TASK PROMPT -
Would you return, word for word, the stretch of the genome privacy post below that begins with "- Our prototype" and ends after "a large problem."?

GIVEN PASSAGE -
┄┄┄┄┄┄
One of the most sensitive types of data in the world is the genotype of a person. It completely identifies a person and teaches us many things about the person's past and possibly also the future. Therefore, data protection legislation (e.g. the Estonian Human Genes Research Act, EU Data Protection Directive) has special considerations for genome data.
We are happy to present our research results on processing genome data with Sharemind. Our paper on genome-wide association studies appeared in Bioinformatics.
Liina Kamm, Dan Bogdanov, Sven Laur, and Jaak Vilo. A new way to protect privacy in large-scale genome-wide association studies. Bioinformatics. first published online February 14, 2013 (PDF here)
Our result is revolutionary for several reasons.
- We are proposing a solution for the growing field of secure personal genomics. Genome banks and personal genome service providers will need a solution for preserving the privacy of the individuals.
- Our prototype processes the largest database known to be processed with secure multiparty computation. In our experiments we processed approximately 300 000 locations on the genome for 1000 patients. This means processing an input database of 300 million values. No other secure computation system has successfully processed such data sizes.
- If you also take a look at the supplementary material, you see that we are covering more steps of the analysis than just the association study. This is not just a few algorithms solving a subtask of a large problem.
This work was done jointly with STACC and the University of Tartu. We thank our collaborators!
┄┄┄┄┄┄
EXERCISE DATA -
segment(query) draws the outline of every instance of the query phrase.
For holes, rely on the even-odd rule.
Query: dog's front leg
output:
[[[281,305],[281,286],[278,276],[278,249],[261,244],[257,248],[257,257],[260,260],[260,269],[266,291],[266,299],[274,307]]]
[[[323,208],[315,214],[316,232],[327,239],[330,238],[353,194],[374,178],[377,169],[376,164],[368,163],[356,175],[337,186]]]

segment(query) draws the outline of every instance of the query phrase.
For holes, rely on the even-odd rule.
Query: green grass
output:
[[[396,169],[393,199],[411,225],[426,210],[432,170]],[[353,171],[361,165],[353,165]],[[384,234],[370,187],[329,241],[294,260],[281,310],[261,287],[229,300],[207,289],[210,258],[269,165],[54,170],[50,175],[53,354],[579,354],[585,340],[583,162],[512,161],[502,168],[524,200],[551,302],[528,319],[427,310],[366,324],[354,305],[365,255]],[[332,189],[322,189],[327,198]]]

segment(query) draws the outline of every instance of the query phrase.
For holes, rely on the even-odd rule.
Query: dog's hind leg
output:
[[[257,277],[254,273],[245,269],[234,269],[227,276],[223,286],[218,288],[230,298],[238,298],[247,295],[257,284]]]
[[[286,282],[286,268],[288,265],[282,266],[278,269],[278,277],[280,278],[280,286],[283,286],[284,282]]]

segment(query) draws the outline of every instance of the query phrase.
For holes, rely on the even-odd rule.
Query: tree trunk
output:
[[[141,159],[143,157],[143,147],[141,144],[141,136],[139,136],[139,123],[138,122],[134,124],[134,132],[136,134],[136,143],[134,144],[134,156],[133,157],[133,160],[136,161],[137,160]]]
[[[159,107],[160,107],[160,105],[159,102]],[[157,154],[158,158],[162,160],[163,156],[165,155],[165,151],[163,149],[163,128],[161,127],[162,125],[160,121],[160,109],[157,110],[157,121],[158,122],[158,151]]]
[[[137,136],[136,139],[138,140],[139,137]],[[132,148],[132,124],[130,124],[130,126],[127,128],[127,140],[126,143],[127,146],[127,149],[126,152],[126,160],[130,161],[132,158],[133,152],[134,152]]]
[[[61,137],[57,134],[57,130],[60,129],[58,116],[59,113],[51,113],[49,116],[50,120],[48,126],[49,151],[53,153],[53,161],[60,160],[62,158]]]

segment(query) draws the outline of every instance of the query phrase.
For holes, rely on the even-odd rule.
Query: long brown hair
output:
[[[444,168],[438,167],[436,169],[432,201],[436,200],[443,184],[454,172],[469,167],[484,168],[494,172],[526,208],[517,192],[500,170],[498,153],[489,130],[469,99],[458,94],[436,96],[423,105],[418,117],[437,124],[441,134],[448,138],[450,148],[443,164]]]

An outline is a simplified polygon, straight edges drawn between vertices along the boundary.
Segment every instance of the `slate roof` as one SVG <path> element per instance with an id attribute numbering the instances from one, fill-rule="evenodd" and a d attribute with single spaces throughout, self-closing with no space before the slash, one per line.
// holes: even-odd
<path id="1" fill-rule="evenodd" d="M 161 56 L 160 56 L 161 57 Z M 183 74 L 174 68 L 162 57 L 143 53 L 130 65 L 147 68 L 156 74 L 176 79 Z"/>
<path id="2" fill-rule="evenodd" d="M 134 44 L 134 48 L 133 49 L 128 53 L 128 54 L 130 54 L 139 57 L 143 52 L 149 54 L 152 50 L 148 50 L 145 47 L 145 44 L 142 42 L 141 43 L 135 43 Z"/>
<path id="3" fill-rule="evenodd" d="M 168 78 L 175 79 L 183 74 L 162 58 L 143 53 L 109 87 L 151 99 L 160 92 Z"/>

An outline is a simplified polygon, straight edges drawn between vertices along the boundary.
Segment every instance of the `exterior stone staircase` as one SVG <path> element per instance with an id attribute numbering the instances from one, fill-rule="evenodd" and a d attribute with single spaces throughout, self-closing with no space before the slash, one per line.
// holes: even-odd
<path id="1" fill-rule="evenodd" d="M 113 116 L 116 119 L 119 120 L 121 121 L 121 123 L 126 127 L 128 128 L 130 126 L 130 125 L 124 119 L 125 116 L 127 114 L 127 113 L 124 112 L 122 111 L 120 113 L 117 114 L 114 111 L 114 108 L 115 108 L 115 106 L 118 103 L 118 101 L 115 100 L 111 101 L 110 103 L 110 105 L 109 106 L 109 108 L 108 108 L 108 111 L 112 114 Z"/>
┄┄┄┄┄┄
TASK RESULT -
- Our prototype processes the largest database known to be processed with secure multiparty computation. In our experiments we processed approximately 300 000 locations on the genome for 1000 patients. This means processing an input database of 300 million values. No other secure computation system has successfully processed such data sizes.
- If you also take a look at the supplementary material, you see that we are covering more steps of the analysis than just the association study. This is not just a few algorithms solving a subtask of a large problem.